Coordinate annotation records
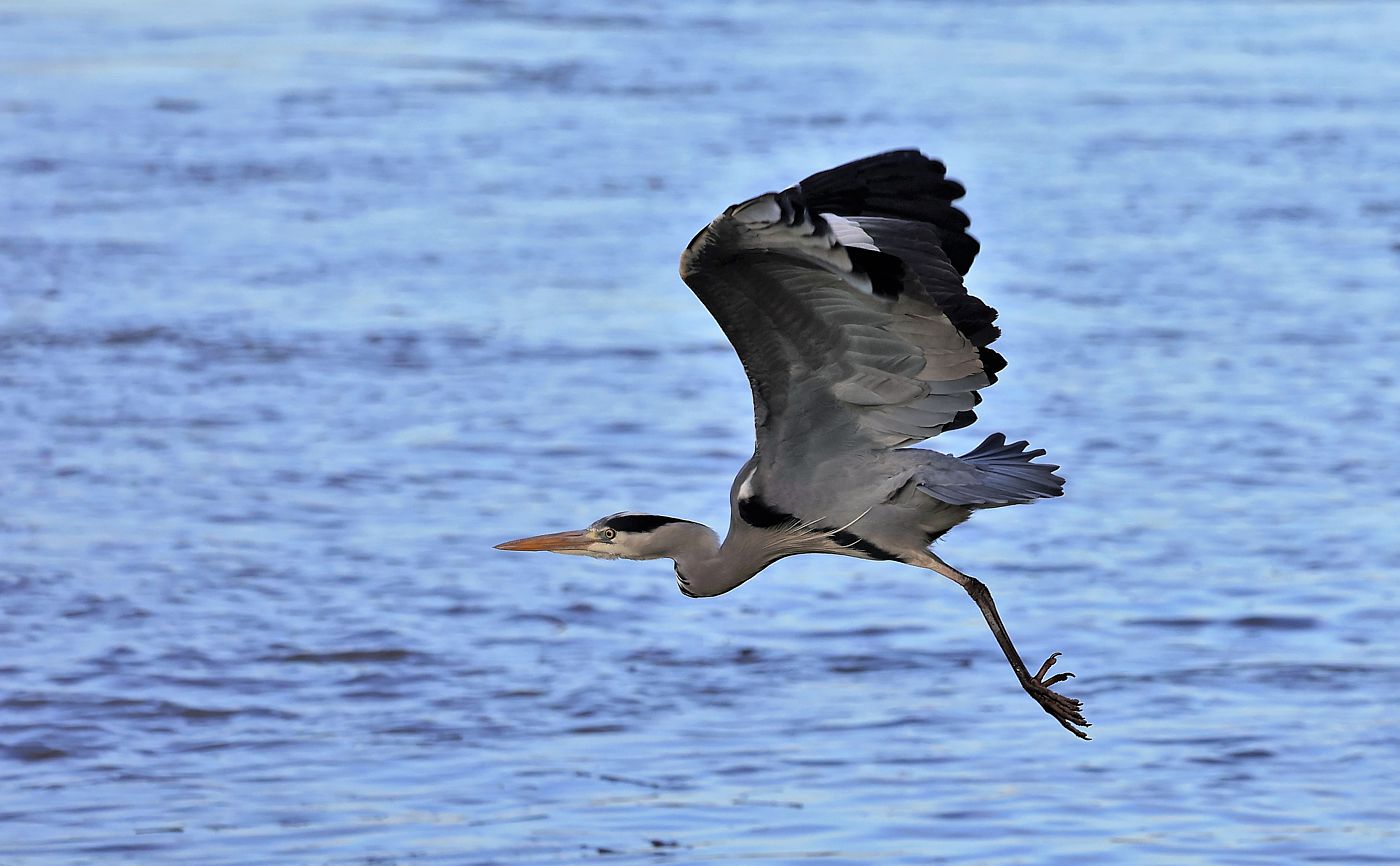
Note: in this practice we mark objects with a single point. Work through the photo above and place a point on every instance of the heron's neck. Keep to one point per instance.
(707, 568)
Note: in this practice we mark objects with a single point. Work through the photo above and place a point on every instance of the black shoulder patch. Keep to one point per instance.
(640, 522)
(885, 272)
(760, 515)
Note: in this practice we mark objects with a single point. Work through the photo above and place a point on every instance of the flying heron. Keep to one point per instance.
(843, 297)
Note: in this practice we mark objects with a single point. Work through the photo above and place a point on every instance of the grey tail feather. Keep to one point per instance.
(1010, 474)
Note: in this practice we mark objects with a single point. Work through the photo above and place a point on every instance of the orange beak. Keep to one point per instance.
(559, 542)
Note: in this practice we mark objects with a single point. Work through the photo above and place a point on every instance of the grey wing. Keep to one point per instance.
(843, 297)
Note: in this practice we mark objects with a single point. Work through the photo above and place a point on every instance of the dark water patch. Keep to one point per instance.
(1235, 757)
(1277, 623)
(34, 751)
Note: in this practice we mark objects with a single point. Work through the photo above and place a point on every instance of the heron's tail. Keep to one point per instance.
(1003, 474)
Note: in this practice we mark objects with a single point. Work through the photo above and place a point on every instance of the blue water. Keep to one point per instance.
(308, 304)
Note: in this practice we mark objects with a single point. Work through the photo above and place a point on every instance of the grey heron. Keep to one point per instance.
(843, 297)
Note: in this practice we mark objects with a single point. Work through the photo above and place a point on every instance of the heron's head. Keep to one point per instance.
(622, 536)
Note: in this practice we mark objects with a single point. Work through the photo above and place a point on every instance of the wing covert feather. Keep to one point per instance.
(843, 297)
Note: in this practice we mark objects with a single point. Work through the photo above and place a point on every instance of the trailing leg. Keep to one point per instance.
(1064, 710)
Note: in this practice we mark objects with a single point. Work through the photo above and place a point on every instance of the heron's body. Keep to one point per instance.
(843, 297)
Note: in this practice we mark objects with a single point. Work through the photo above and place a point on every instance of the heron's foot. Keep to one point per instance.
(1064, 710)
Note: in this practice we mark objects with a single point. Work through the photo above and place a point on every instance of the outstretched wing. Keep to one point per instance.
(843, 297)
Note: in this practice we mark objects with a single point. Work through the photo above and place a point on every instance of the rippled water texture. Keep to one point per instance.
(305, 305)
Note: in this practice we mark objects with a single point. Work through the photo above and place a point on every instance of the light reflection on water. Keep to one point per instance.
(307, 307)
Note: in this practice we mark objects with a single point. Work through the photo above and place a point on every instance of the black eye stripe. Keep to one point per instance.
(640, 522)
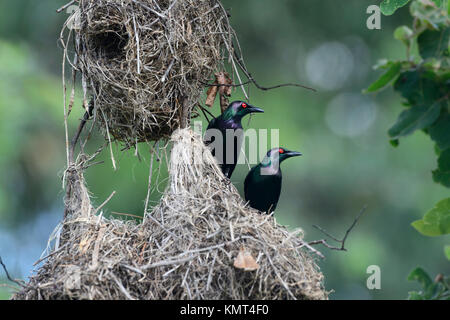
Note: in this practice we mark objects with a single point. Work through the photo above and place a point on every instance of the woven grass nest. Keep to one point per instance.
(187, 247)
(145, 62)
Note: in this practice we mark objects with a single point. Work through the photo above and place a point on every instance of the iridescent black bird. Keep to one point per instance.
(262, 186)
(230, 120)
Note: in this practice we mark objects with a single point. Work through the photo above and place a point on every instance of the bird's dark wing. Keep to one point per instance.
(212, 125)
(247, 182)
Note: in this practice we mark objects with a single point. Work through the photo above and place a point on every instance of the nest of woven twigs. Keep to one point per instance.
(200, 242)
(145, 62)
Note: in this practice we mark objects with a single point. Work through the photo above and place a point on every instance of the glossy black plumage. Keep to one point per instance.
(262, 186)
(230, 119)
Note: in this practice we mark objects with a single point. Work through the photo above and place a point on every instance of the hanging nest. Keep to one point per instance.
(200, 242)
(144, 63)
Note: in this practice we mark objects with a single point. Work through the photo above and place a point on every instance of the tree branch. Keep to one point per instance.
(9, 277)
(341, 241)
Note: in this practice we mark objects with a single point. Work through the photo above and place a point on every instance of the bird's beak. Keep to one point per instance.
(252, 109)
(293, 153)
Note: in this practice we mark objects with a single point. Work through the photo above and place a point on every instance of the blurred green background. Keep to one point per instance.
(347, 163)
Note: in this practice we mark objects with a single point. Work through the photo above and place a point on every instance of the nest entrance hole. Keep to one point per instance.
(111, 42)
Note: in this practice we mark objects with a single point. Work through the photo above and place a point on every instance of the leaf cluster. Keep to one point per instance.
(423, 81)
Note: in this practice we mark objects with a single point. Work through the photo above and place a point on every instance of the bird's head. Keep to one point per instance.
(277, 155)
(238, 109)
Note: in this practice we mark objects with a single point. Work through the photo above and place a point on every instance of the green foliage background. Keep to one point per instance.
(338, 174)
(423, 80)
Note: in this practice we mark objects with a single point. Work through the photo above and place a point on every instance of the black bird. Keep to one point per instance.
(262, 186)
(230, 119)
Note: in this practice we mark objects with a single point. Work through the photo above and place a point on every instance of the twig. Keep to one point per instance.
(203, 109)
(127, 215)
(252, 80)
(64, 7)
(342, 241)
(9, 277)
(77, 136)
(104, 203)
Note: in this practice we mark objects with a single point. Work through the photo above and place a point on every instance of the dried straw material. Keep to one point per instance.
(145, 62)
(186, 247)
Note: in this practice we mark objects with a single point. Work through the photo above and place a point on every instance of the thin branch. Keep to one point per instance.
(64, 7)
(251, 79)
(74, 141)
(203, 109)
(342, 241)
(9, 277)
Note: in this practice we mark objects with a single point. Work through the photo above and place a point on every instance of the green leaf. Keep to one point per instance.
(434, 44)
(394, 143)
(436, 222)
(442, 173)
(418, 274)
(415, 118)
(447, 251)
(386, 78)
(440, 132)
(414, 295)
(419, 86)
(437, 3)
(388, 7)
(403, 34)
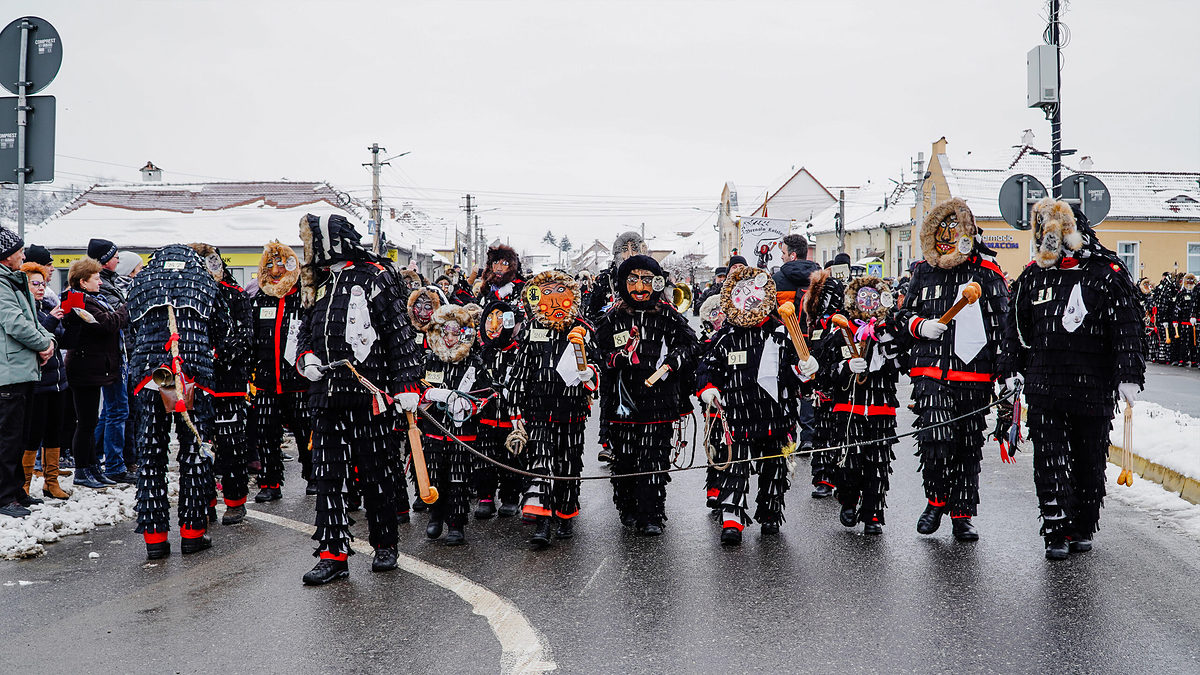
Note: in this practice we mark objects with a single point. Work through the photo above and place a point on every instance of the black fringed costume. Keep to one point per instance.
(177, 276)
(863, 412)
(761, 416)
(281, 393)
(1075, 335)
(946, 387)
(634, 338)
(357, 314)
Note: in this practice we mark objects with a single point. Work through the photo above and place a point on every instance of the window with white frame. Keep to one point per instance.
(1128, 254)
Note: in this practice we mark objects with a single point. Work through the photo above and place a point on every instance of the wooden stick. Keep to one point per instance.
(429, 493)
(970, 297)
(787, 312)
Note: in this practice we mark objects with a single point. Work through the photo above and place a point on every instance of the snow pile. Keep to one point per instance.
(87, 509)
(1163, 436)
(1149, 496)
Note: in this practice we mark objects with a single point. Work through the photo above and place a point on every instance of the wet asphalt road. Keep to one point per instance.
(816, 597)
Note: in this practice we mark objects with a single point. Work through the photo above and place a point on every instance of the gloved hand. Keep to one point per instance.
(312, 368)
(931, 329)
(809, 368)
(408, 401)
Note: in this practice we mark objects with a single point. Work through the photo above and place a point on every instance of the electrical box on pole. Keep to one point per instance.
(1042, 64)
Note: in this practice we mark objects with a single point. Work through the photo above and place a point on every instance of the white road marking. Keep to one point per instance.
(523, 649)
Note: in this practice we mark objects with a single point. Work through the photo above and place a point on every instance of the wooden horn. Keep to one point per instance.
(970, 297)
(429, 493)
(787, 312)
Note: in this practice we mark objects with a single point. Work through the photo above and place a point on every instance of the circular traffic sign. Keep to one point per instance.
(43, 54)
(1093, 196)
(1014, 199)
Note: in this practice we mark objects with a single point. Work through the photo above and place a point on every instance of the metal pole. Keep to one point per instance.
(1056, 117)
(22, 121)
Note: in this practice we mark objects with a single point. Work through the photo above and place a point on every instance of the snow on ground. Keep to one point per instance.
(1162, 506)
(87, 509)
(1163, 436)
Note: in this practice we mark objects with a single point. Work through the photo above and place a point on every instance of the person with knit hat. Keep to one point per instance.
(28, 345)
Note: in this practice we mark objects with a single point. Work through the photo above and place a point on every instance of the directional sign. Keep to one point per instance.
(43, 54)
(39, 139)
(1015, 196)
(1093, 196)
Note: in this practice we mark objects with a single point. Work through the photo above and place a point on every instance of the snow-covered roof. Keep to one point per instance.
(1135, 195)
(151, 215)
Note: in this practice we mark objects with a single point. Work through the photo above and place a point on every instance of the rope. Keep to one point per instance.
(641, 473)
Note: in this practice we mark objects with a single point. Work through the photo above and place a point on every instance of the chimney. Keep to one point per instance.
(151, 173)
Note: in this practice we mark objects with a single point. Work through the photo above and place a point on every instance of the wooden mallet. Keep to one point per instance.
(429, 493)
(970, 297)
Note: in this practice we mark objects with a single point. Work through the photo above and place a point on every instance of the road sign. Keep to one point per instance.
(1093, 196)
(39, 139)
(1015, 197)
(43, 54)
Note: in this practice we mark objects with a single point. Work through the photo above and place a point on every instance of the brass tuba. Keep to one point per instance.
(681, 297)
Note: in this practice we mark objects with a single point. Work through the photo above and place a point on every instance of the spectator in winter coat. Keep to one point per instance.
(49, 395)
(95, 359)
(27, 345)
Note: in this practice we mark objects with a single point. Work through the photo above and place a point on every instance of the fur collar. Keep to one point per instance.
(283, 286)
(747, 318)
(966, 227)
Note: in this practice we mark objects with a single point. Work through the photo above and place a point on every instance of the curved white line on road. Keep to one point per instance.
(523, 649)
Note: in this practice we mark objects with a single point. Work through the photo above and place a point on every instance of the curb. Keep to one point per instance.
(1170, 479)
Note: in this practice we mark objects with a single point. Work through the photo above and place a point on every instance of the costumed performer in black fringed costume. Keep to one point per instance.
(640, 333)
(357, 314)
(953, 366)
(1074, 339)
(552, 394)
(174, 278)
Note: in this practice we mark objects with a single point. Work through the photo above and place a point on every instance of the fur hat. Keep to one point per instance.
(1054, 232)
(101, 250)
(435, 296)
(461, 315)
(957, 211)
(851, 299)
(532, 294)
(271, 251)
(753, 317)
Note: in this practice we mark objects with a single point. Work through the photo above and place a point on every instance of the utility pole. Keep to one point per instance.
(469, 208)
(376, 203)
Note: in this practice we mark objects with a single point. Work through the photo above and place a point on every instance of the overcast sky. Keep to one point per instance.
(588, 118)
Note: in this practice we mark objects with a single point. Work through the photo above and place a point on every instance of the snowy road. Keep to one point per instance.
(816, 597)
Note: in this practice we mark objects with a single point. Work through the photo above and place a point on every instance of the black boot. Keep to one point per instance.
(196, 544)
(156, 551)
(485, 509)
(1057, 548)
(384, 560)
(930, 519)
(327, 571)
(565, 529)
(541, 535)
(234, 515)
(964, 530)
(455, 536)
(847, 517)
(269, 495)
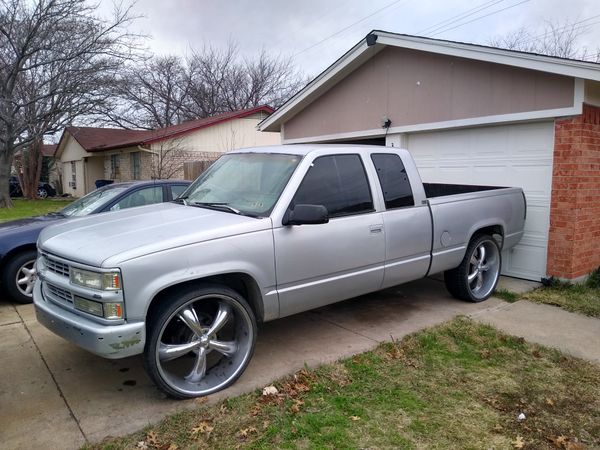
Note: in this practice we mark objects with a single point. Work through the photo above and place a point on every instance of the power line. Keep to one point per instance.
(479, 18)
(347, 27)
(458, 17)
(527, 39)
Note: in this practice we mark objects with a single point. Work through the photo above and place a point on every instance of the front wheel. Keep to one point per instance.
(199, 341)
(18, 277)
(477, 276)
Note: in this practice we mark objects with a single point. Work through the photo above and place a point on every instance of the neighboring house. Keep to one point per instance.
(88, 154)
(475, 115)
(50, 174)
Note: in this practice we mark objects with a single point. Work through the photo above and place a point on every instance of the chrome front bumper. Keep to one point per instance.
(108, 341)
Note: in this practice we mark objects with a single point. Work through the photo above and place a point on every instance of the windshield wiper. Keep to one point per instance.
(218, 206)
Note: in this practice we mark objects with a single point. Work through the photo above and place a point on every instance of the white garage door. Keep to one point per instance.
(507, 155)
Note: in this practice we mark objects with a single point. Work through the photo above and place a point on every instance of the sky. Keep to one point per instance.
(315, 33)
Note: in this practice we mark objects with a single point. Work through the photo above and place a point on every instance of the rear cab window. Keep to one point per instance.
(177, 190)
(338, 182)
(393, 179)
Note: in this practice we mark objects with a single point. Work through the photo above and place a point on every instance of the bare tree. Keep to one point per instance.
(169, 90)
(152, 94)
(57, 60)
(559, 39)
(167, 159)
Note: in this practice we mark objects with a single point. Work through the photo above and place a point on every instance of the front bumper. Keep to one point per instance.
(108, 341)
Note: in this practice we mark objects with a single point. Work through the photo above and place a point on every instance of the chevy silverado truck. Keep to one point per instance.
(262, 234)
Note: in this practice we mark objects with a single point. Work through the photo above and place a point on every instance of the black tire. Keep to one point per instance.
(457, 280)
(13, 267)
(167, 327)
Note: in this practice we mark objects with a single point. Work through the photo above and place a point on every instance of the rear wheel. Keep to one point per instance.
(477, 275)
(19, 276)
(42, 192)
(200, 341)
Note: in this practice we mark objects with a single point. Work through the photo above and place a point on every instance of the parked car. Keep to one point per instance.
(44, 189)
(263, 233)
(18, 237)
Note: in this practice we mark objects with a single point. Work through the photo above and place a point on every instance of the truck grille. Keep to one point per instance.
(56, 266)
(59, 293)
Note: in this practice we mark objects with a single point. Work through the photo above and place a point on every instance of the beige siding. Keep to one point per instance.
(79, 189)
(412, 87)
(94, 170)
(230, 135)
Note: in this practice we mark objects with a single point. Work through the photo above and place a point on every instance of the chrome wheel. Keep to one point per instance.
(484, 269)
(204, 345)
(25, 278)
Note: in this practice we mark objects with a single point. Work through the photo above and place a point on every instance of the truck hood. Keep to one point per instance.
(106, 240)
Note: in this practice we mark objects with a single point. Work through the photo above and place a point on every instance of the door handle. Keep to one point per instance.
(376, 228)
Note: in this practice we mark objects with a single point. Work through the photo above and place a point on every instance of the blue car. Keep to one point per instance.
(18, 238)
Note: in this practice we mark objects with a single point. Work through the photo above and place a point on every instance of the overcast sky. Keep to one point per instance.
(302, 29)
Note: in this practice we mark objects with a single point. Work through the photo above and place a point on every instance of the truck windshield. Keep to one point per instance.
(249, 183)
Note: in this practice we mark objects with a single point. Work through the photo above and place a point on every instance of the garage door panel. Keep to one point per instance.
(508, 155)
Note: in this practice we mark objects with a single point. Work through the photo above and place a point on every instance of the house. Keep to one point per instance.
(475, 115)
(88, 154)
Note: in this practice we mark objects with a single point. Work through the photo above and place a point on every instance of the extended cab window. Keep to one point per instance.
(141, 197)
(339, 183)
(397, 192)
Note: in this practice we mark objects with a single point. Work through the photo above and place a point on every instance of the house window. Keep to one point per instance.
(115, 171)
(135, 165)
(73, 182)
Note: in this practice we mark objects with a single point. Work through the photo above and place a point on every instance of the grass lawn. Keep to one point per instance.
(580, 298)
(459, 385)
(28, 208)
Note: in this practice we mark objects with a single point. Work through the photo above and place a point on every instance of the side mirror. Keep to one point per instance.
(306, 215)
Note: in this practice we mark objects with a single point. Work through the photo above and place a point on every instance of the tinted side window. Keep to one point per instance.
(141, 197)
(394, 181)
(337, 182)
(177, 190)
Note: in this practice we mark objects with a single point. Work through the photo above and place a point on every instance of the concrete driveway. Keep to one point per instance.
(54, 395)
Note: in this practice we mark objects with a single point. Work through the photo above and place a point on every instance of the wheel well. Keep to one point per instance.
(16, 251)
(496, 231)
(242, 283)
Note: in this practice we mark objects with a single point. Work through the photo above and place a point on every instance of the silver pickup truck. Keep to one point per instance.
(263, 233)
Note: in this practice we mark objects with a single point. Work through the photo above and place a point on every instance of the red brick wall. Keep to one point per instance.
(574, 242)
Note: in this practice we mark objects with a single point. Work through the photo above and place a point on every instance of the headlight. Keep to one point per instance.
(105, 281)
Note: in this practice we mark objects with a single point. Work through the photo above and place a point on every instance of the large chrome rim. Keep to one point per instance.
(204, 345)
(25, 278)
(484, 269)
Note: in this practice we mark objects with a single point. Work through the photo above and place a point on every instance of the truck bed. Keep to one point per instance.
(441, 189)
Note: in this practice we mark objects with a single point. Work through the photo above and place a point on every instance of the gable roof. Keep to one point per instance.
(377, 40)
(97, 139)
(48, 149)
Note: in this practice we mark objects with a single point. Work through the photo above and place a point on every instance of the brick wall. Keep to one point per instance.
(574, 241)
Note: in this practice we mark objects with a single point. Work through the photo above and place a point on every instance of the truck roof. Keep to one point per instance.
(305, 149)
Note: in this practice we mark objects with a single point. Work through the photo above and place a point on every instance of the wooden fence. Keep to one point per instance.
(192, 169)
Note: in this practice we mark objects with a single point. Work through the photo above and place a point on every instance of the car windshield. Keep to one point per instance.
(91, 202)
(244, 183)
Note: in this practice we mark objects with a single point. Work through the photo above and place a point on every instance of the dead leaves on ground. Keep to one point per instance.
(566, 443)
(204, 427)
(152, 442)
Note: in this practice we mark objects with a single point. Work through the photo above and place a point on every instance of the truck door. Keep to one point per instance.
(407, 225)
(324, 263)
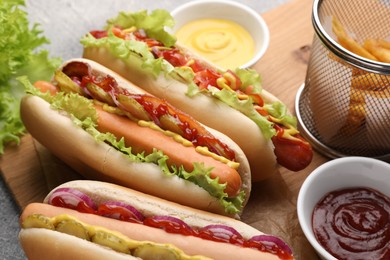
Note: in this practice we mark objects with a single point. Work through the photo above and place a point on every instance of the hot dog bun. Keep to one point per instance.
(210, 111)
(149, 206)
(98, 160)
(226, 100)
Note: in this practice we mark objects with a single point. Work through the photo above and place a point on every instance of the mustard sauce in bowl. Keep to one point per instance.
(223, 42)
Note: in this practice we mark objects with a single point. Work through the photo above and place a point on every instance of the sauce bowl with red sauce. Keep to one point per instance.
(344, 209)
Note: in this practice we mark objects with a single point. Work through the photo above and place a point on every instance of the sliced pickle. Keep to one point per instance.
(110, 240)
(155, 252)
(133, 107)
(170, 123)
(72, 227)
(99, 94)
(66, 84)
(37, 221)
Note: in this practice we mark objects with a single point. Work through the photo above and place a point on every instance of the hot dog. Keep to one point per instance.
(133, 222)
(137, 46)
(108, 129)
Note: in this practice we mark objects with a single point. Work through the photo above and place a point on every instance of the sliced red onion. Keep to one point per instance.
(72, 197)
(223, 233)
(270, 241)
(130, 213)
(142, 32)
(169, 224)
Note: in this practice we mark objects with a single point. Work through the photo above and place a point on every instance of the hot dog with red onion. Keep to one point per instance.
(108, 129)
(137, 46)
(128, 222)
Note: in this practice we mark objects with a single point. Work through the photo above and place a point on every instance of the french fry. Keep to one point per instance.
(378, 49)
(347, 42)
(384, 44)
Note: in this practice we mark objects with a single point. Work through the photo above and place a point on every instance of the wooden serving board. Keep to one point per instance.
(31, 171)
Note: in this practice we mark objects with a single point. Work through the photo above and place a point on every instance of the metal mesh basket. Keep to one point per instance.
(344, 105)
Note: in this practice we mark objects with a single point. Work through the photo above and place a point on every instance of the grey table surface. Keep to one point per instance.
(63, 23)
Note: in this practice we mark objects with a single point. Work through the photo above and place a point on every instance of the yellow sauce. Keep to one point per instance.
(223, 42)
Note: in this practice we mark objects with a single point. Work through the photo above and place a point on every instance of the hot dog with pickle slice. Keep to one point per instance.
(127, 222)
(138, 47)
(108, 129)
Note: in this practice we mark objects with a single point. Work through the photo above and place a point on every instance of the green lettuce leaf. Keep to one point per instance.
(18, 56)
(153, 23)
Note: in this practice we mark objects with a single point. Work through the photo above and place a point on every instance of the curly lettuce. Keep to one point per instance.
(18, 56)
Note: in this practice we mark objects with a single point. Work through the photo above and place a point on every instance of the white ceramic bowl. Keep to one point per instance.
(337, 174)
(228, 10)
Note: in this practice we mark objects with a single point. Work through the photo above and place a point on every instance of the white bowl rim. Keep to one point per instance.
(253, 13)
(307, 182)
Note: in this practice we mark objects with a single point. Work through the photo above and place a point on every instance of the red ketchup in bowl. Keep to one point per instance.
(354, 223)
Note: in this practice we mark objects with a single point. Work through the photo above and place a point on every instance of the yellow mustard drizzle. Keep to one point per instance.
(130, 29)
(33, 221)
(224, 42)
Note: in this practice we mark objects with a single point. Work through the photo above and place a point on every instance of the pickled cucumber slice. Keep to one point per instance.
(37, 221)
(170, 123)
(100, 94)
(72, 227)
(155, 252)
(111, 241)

Written request: Rewrite the records from the line that contains "bowl rim. Keep to one point per instance." through the end of the records, changing "ketchup" to "tomato sauce" and keeping everything else the same.

Exercise solution:
Note: in this practice we mark objects with a single point. Work through the photo above and place a point on every instance of the white bowl rim. Keep to one point per instance.
(253, 13)
(307, 182)
Note: in this practice we mark objects with a single point. Work through the photo above and place a point on every instance of the red tomato sauce in bowl. Keep to one point per instance.
(354, 223)
Note: in this practice we mark objects with a single point. Work through the photo above and place a point on every instance of the yellow mustard drizzle. Keep to one point per instance.
(130, 29)
(33, 221)
(224, 42)
Note: in this practice we mark objects with a single point. Work through the photo above and place a point on every instance of the pickled cucumber slice. Keep to one point per instance.
(37, 221)
(170, 123)
(100, 94)
(72, 227)
(155, 252)
(111, 241)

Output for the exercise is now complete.